■ Written instruction ■
Reproduce the rows from the line with "pelican with outstretched wings -> outlines" up to and including the line with "132L172 131L173 126L159", replacing "outstretched" with "spread" and leaving everything else unchanged.

──────

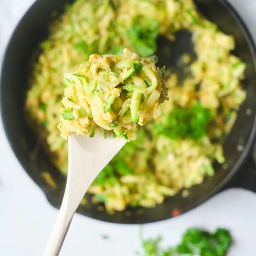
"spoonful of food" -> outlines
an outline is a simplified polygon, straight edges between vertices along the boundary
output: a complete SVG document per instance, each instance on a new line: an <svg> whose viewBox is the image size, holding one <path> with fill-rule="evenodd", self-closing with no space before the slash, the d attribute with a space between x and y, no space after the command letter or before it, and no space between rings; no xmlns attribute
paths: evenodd
<svg viewBox="0 0 256 256"><path fill-rule="evenodd" d="M58 255L81 200L90 185L140 126L161 114L168 99L164 68L157 58L127 49L120 55L91 55L74 74L65 75L64 108L58 126L68 138L68 172L62 203L44 256Z"/></svg>

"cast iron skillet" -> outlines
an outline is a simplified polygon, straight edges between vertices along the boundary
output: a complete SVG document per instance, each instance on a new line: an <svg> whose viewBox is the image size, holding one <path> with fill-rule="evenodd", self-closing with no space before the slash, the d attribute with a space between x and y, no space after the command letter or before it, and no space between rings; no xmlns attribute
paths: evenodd
<svg viewBox="0 0 256 256"><path fill-rule="evenodd" d="M0 91L2 120L11 146L24 169L43 191L50 203L57 208L62 199L65 179L51 163L41 142L25 121L23 106L32 57L39 43L47 37L53 12L61 13L65 4L72 1L38 0L28 10L15 29L7 48L2 65ZM79 208L80 213L98 220L120 223L142 223L168 219L173 217L174 213L182 213L194 208L224 185L230 187L228 182L239 169L242 170L240 167L249 154L255 133L255 49L242 21L225 1L201 0L197 4L202 13L215 23L221 30L234 36L236 48L234 53L247 64L246 79L243 83L247 91L247 97L224 146L228 168L223 169L222 166L215 164L215 175L206 178L202 184L193 187L190 196L186 198L180 193L166 199L163 203L154 208L129 208L125 212L113 215L99 211L96 206L89 203ZM159 38L159 50L157 54L159 66L167 64L182 75L182 70L177 69L176 62L183 53L192 52L193 47L190 43L190 35L187 32L181 31L177 37L176 42L172 43ZM163 51L166 48L170 49L167 56ZM246 113L248 109L251 111L250 115ZM244 146L244 149L239 152L237 147L241 144ZM244 166L251 166L251 158L246 161ZM254 173L256 167L254 168ZM44 171L49 171L53 176L58 185L57 189L51 188L41 178L40 173ZM245 174L238 174L235 178L236 186L239 185L240 181L242 186L247 184L243 181L243 178L249 173L246 170L244 171ZM255 176L249 177L251 183L249 184L251 188L256 188ZM89 199L88 201L90 202ZM179 212L174 210L177 209Z"/></svg>

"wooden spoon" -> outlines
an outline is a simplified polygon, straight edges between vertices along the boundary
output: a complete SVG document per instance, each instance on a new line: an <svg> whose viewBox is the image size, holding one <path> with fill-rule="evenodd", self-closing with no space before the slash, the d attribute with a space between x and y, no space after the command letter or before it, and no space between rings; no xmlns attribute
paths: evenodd
<svg viewBox="0 0 256 256"><path fill-rule="evenodd" d="M73 216L94 179L124 146L123 139L75 134L68 139L68 172L64 196L43 256L58 255Z"/></svg>

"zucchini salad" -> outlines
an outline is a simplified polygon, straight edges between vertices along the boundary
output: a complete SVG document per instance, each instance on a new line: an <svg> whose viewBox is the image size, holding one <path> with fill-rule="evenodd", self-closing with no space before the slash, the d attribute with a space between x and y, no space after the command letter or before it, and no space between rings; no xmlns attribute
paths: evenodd
<svg viewBox="0 0 256 256"><path fill-rule="evenodd" d="M58 126L62 136L66 139L74 133L90 138L96 133L135 139L138 124L159 116L160 104L167 98L162 90L165 68L156 68L157 60L125 49L121 55L92 54L75 74L66 74Z"/></svg>
<svg viewBox="0 0 256 256"><path fill-rule="evenodd" d="M231 53L235 47L233 37L222 32L198 12L192 0L76 0L50 25L48 38L41 44L42 53L34 64L25 109L38 136L45 141L53 162L65 175L68 145L58 128L60 118L61 122L74 122L73 117L82 117L87 106L75 107L72 101L76 100L70 96L68 90L65 91L63 106L64 89L67 84L69 88L69 81L81 81L75 76L66 77L63 81L64 74L81 71L85 66L80 67L79 64L88 62L94 54L120 55L127 48L148 58L157 50L159 36L173 41L175 33L184 30L192 34L196 58L194 60L188 54L182 56L189 74L181 84L173 71L166 70L165 82L169 100L160 108L156 98L161 92L157 87L154 89L150 115L161 115L152 122L147 120L136 132L134 140L134 133L126 133L127 127L123 130L116 129L113 119L105 121L108 127L111 122L115 134L121 131L132 140L89 188L88 193L92 194L94 203L100 204L100 210L104 210L103 205L110 213L123 210L127 206L154 207L181 190L187 196L191 186L202 183L206 176L214 175L213 162L225 161L223 138L232 129L246 97L241 86L246 65ZM139 65L133 64L126 71L132 71L136 80L134 72ZM119 71L118 68L114 71ZM102 79L109 75L105 73L102 71ZM111 74L113 80L117 78ZM147 85L145 90L153 90L151 81L146 81L140 75ZM145 98L142 101L144 90L136 91L135 82L129 81L133 78L128 78L123 85L125 97L118 97L117 91L108 95L105 111L97 114L107 112L116 117L123 116L123 121L127 115L131 126L138 121L144 124L143 116L133 111L136 104L132 107L131 103L129 109L123 105L133 101L135 91L141 97L142 104L148 102ZM67 111L67 108L73 108L73 112ZM61 108L64 108L62 111ZM74 113L77 109L79 111ZM94 129L89 130L91 135ZM66 138L68 132L62 131ZM50 174L44 174L44 177L56 188Z"/></svg>

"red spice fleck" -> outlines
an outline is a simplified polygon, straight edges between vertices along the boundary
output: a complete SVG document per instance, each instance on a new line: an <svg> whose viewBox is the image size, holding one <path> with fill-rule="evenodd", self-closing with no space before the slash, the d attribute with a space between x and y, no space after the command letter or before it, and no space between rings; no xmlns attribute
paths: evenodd
<svg viewBox="0 0 256 256"><path fill-rule="evenodd" d="M181 214L180 211L177 209L174 209L172 210L172 214L174 217L176 217L179 215Z"/></svg>

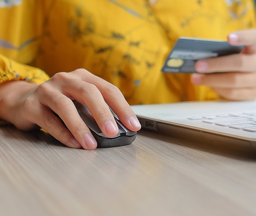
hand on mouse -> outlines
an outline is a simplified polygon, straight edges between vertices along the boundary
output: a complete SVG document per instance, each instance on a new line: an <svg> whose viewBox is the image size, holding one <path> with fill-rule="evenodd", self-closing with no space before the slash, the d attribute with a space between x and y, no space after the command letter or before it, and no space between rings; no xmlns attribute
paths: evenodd
<svg viewBox="0 0 256 216"><path fill-rule="evenodd" d="M200 60L191 82L208 86L220 96L233 100L256 99L256 29L234 32L228 37L233 46L245 45L239 54ZM213 72L229 72L210 74Z"/></svg>
<svg viewBox="0 0 256 216"><path fill-rule="evenodd" d="M1 84L0 118L22 130L39 126L70 147L94 149L96 141L78 114L74 99L86 105L107 136L116 135L118 129L107 104L128 129L140 128L119 90L83 69L58 73L40 85L24 81Z"/></svg>

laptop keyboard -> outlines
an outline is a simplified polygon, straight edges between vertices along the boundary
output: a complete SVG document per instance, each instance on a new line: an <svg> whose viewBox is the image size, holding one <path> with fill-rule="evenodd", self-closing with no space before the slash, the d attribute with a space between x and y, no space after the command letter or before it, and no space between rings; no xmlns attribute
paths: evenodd
<svg viewBox="0 0 256 216"><path fill-rule="evenodd" d="M192 121L201 119L202 122L206 124L215 124L234 130L256 132L256 112L191 116L188 119Z"/></svg>

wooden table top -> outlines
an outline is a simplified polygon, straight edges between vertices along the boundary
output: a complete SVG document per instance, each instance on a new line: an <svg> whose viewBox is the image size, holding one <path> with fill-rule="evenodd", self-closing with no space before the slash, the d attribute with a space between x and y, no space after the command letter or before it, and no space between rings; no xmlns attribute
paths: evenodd
<svg viewBox="0 0 256 216"><path fill-rule="evenodd" d="M141 130L88 151L0 128L0 215L255 215L256 153Z"/></svg>

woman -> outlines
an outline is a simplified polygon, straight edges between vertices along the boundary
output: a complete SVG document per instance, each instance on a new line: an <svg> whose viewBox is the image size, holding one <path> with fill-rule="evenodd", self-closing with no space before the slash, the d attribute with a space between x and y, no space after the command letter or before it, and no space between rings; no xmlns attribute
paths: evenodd
<svg viewBox="0 0 256 216"><path fill-rule="evenodd" d="M111 137L118 129L107 104L136 131L129 104L255 99L254 7L252 0L2 1L0 118L93 149L96 142L71 100L85 104ZM180 36L228 35L245 48L198 61L204 74L161 72ZM216 71L230 73L210 74Z"/></svg>

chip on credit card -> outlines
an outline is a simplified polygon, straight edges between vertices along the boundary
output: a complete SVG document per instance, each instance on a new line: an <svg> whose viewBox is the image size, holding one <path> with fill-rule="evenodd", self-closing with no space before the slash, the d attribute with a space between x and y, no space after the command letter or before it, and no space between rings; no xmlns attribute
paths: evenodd
<svg viewBox="0 0 256 216"><path fill-rule="evenodd" d="M226 41L181 37L168 55L162 70L169 73L197 73L195 63L197 60L239 53L244 47L232 46Z"/></svg>

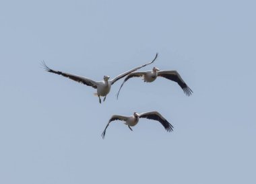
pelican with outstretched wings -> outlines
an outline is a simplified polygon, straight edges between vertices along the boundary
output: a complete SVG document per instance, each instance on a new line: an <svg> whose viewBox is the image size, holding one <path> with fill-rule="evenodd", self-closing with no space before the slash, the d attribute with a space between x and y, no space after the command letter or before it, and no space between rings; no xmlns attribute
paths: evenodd
<svg viewBox="0 0 256 184"><path fill-rule="evenodd" d="M165 130L166 130L167 132L172 131L173 126L159 112L149 111L141 113L135 112L133 115L131 116L123 116L120 115L113 116L108 120L108 122L106 124L106 126L101 136L102 136L102 138L105 137L106 130L109 126L109 124L116 120L125 122L125 124L127 125L128 128L132 131L133 130L131 129L131 126L135 126L138 123L139 118L147 118L149 120L158 121L164 127Z"/></svg>
<svg viewBox="0 0 256 184"><path fill-rule="evenodd" d="M181 75L177 71L160 71L158 68L154 67L153 69L150 71L138 71L129 74L125 77L125 80L123 81L122 85L120 87L120 89L117 95L117 99L121 89L128 79L133 77L142 77L143 80L144 80L144 82L152 83L158 77L162 77L177 83L187 96L190 96L193 93L193 91L187 86L186 83L183 81L183 79L181 78Z"/></svg>
<svg viewBox="0 0 256 184"><path fill-rule="evenodd" d="M156 59L156 58L158 57L158 54L156 53L156 55L152 61L151 61L147 64L137 66L136 68L134 68L133 69L131 69L131 70L126 71L122 74L120 74L119 75L118 75L117 77L115 77L114 79L113 79L111 80L109 80L110 77L108 76L105 75L103 77L103 81L95 81L94 80L92 80L92 79L86 78L86 77L81 77L81 76L78 76L78 75L73 75L73 74L70 74L70 73L64 73L64 72L61 72L61 71L53 70L53 69L50 68L49 67L48 67L44 61L42 62L42 66L44 67L44 68L49 73L53 73L61 75L62 76L69 78L70 79L72 79L72 80L77 81L78 83L82 83L82 84L88 85L88 86L90 86L94 89L96 89L97 93L95 93L95 95L98 97L99 101L101 103L100 96L104 97L103 101L105 101L106 95L108 94L109 91L110 91L111 85L113 85L115 82L117 82L118 80L122 79L123 77L125 77L126 75L129 75L129 74L130 74L130 73L133 73L133 72L134 72L134 71L137 71L137 70L138 70L142 67L144 67L148 64L153 63L155 61L155 60Z"/></svg>

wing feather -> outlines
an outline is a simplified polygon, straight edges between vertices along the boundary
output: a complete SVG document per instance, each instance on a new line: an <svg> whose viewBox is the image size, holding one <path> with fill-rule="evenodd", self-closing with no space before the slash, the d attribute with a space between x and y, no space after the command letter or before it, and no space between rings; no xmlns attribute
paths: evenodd
<svg viewBox="0 0 256 184"><path fill-rule="evenodd" d="M158 111L141 113L139 114L139 118L141 118L158 121L167 132L172 132L173 130L173 126Z"/></svg>
<svg viewBox="0 0 256 184"><path fill-rule="evenodd" d="M111 117L111 118L108 120L108 122L106 124L105 129L104 130L102 134L101 134L101 136L102 137L102 138L103 139L104 138L105 134L106 134L106 130L111 122L116 121L116 120L120 120L120 121L125 122L127 120L127 117L126 117L126 116L119 116L119 115L113 115Z"/></svg>
<svg viewBox="0 0 256 184"><path fill-rule="evenodd" d="M131 73L132 72L134 72L134 71L137 71L137 70L138 70L138 69L139 69L139 68L141 68L142 67L144 67L144 66L147 66L148 64L150 64L153 63L155 61L155 60L157 58L158 56L158 53L156 53L156 56L155 56L155 58L154 58L154 60L152 61L151 61L151 62L148 62L147 64L145 64L143 65L141 65L141 66L137 66L136 68L133 68L131 70L129 70L129 71L128 71L127 72L125 72L125 73L123 73L118 75L117 77L115 77L113 79L112 79L112 80L110 81L110 82L111 83L111 85L113 85L118 80L122 79L123 77L125 77L128 74L129 74L129 73Z"/></svg>
<svg viewBox="0 0 256 184"><path fill-rule="evenodd" d="M63 72L53 70L50 68L49 67L48 67L44 61L42 62L42 65L44 67L44 68L49 73L61 75L63 77L67 77L78 83L82 83L88 86L91 86L93 88L97 89L97 82L92 79L90 79L84 77L80 77L80 76L75 75L73 74L67 73L63 73Z"/></svg>
<svg viewBox="0 0 256 184"><path fill-rule="evenodd" d="M187 86L185 82L182 79L181 75L179 74L177 71L162 71L158 72L158 76L164 77L167 79L177 83L187 96L190 96L192 94L193 91Z"/></svg>
<svg viewBox="0 0 256 184"><path fill-rule="evenodd" d="M123 85L125 84L125 83L129 79L132 78L132 77L143 77L145 74L146 73L146 72L133 72L133 73L130 73L129 75L128 75L125 80L123 81L122 85L121 85L120 88L119 88L119 90L117 94L117 98L118 99L118 96L119 95L119 92L120 92L120 90L122 88Z"/></svg>

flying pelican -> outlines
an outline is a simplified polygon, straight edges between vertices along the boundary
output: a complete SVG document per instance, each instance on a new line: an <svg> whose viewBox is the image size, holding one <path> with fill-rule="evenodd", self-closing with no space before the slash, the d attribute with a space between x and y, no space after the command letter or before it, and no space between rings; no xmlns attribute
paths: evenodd
<svg viewBox="0 0 256 184"><path fill-rule="evenodd" d="M123 116L120 115L113 116L109 120L108 123L106 124L106 126L101 136L102 136L102 138L105 137L106 130L108 128L109 124L111 122L115 120L121 120L125 122L125 124L127 125L128 128L131 131L133 131L131 126L135 126L138 123L139 118L147 118L150 120L158 121L162 124L162 125L164 127L165 130L166 130L167 132L172 131L173 126L168 122L167 122L167 120L164 117L162 117L162 115L158 111L144 112L140 114L137 113L137 112L135 112L133 113L133 115L131 116Z"/></svg>
<svg viewBox="0 0 256 184"><path fill-rule="evenodd" d="M120 87L119 91L117 93L117 97L119 95L121 89L122 88L124 83L130 78L132 77L142 77L143 80L146 83L152 83L158 77L164 77L167 79L171 80L177 83L180 87L183 89L184 93L187 95L190 96L193 91L187 85L187 84L182 79L181 75L177 71L160 71L156 67L154 67L152 71L145 71L145 72L134 72L128 75L125 80L123 81L121 86Z"/></svg>
<svg viewBox="0 0 256 184"><path fill-rule="evenodd" d="M55 74L61 75L62 76L69 78L70 79L72 79L75 81L77 81L77 82L80 83L83 83L86 85L88 85L88 86L91 86L93 88L96 89L97 93L95 93L94 95L96 95L96 96L98 97L100 103L101 103L100 96L104 97L104 98L103 99L103 101L104 101L106 99L106 95L108 94L108 93L110 90L111 85L113 85L118 80L122 79L123 77L125 77L128 74L129 74L132 72L134 72L134 71L137 71L137 70L138 70L138 69L139 69L143 66L146 66L150 64L152 64L153 62L155 61L155 60L158 57L158 54L156 53L155 58L150 62L148 62L147 64L145 64L139 66L137 66L137 67L134 68L131 70L129 70L127 72L125 72L122 74L120 74L119 75L118 75L117 77L115 77L114 79L113 79L111 80L109 80L109 78L110 78L109 76L104 75L103 77L104 80L101 81L95 81L94 80L92 80L92 79L90 79L88 78L84 77L80 77L80 76L75 75L67 73L63 73L61 71L53 70L53 69L50 68L49 67L48 67L44 61L42 61L42 66L44 67L44 68L49 73L53 73Z"/></svg>

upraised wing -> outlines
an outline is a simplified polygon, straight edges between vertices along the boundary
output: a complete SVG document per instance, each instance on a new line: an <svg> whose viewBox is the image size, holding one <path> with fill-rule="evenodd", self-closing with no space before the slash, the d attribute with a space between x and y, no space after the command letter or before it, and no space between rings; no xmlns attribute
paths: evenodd
<svg viewBox="0 0 256 184"><path fill-rule="evenodd" d="M119 76L115 77L113 79L112 79L112 80L110 81L110 82L111 83L111 85L114 84L116 81L117 81L118 80L119 80L119 79L122 79L123 77L125 77L128 74L129 74L129 73L131 73L132 72L134 72L134 71L137 71L137 70L138 70L138 69L139 69L139 68L141 68L142 67L144 67L144 66L147 66L148 64L150 64L153 63L155 61L155 60L157 58L158 56L158 53L156 53L155 58L154 58L154 60L152 62L148 62L147 64L145 64L143 65L137 66L136 68L134 68L133 69L129 70L129 71L125 72L125 73L119 75Z"/></svg>
<svg viewBox="0 0 256 184"><path fill-rule="evenodd" d="M134 73L131 73L130 74L129 74L125 79L125 80L123 81L122 85L121 85L120 88L119 88L119 90L117 94L117 98L118 99L118 96L119 95L119 92L120 92L120 90L122 88L123 85L124 85L124 83L129 79L131 79L132 77L142 77L146 73L146 72L134 72Z"/></svg>
<svg viewBox="0 0 256 184"><path fill-rule="evenodd" d="M177 71L162 71L158 72L158 75L177 83L187 96L190 96L192 94L193 91L184 82Z"/></svg>
<svg viewBox="0 0 256 184"><path fill-rule="evenodd" d="M111 122L116 121L116 120L120 120L120 121L126 122L126 120L127 120L127 118L128 118L126 117L126 116L119 116L119 115L113 115L111 117L111 118L108 120L108 123L106 124L106 126L105 129L104 130L102 134L101 134L101 136L102 137L102 138L104 139L104 138L105 137L106 130L106 128L108 128L109 124Z"/></svg>
<svg viewBox="0 0 256 184"><path fill-rule="evenodd" d="M158 121L167 132L172 132L173 126L158 111L144 112L139 114L139 118L147 118Z"/></svg>
<svg viewBox="0 0 256 184"><path fill-rule="evenodd" d="M53 70L50 68L49 67L48 67L44 61L42 62L42 65L44 67L44 68L49 73L61 75L62 76L69 78L70 79L72 79L78 83L82 83L88 86L91 86L93 88L97 89L97 82L92 79L90 79L84 77L80 77L80 76L75 75L73 74L67 73L63 73L61 71Z"/></svg>

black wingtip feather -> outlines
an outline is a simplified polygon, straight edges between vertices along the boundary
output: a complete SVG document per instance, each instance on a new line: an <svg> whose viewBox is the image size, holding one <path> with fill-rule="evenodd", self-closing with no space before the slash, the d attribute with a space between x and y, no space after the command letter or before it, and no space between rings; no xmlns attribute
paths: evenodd
<svg viewBox="0 0 256 184"><path fill-rule="evenodd" d="M184 93L185 93L186 95L188 97L191 95L193 93L193 91L188 86L186 86L183 89Z"/></svg>

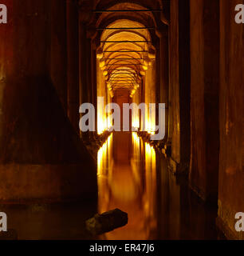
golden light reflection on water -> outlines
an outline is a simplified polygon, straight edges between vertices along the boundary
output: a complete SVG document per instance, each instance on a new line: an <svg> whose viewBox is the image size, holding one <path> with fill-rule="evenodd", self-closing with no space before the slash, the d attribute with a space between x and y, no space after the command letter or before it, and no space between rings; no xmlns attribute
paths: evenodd
<svg viewBox="0 0 244 256"><path fill-rule="evenodd" d="M98 211L119 208L128 224L104 239L154 238L156 222L155 150L136 133L114 133L97 154Z"/></svg>

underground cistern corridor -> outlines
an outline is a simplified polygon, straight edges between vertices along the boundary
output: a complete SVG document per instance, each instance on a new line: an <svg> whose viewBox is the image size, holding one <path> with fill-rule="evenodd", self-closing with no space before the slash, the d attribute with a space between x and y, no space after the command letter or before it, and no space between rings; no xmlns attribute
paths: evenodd
<svg viewBox="0 0 244 256"><path fill-rule="evenodd" d="M243 240L238 0L0 2L0 240Z"/></svg>

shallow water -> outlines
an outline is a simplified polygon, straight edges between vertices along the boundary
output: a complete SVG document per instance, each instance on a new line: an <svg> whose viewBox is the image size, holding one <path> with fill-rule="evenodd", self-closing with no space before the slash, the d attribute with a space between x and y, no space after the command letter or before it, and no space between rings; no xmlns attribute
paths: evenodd
<svg viewBox="0 0 244 256"><path fill-rule="evenodd" d="M112 134L97 154L98 202L0 205L18 239L92 239L85 221L119 208L126 226L100 239L218 239L217 209L167 169L163 155L136 133ZM98 208L98 209L97 209Z"/></svg>
<svg viewBox="0 0 244 256"><path fill-rule="evenodd" d="M136 133L114 133L98 152L99 212L119 208L128 224L101 239L216 239L217 209L167 169Z"/></svg>

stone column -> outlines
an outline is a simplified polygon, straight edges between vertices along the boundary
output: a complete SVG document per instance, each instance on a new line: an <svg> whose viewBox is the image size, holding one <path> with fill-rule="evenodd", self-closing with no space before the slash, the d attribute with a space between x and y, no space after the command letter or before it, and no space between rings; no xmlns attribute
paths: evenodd
<svg viewBox="0 0 244 256"><path fill-rule="evenodd" d="M68 116L79 133L79 14L74 0L67 0Z"/></svg>
<svg viewBox="0 0 244 256"><path fill-rule="evenodd" d="M190 35L189 0L171 1L169 134L170 166L186 174L190 162Z"/></svg>
<svg viewBox="0 0 244 256"><path fill-rule="evenodd" d="M235 214L244 211L243 24L234 22L238 0L220 1L219 184L218 226L227 238L244 239ZM242 17L243 18L243 17ZM242 224L240 224L242 225ZM237 225L239 227L239 225ZM242 219L243 228L243 219Z"/></svg>
<svg viewBox="0 0 244 256"><path fill-rule="evenodd" d="M190 185L217 204L219 133L219 4L191 1Z"/></svg>
<svg viewBox="0 0 244 256"><path fill-rule="evenodd" d="M169 97L169 44L168 44L168 27L164 26L163 28L157 32L159 37L159 74L160 74L160 90L159 102L165 103L165 138L163 141L163 152L169 154L171 149L171 138L169 136L168 128L168 97Z"/></svg>

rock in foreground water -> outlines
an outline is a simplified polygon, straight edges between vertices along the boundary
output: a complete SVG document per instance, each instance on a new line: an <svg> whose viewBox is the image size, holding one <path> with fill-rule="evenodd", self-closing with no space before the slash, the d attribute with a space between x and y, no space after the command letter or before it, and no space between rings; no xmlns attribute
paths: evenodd
<svg viewBox="0 0 244 256"><path fill-rule="evenodd" d="M115 209L101 214L96 214L85 222L86 229L92 234L112 231L128 223L128 214Z"/></svg>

──────

■ Reply ■
pelican with spread wings -> outlines
an outline is a simplified polygon, straight edges between vertices along the boundary
output: a complete SVG document per instance, each instance on a new line: an <svg> whose viewBox is the image size, holding one <path> with fill-rule="evenodd", self-closing with no space before the slash, the d attribute with a space between x and y, no space after the command letter or before it, and no space between rings; no xmlns attribute
paths: evenodd
<svg viewBox="0 0 256 184"><path fill-rule="evenodd" d="M165 130L166 130L167 132L172 131L173 126L159 112L149 111L141 113L135 112L133 115L131 116L123 116L120 115L113 116L108 120L108 122L106 124L106 126L101 136L102 136L102 138L105 137L106 130L109 126L109 124L116 120L125 122L125 124L127 125L128 128L132 131L133 130L131 129L131 126L135 126L138 123L139 118L147 118L149 120L158 121L164 127Z"/></svg>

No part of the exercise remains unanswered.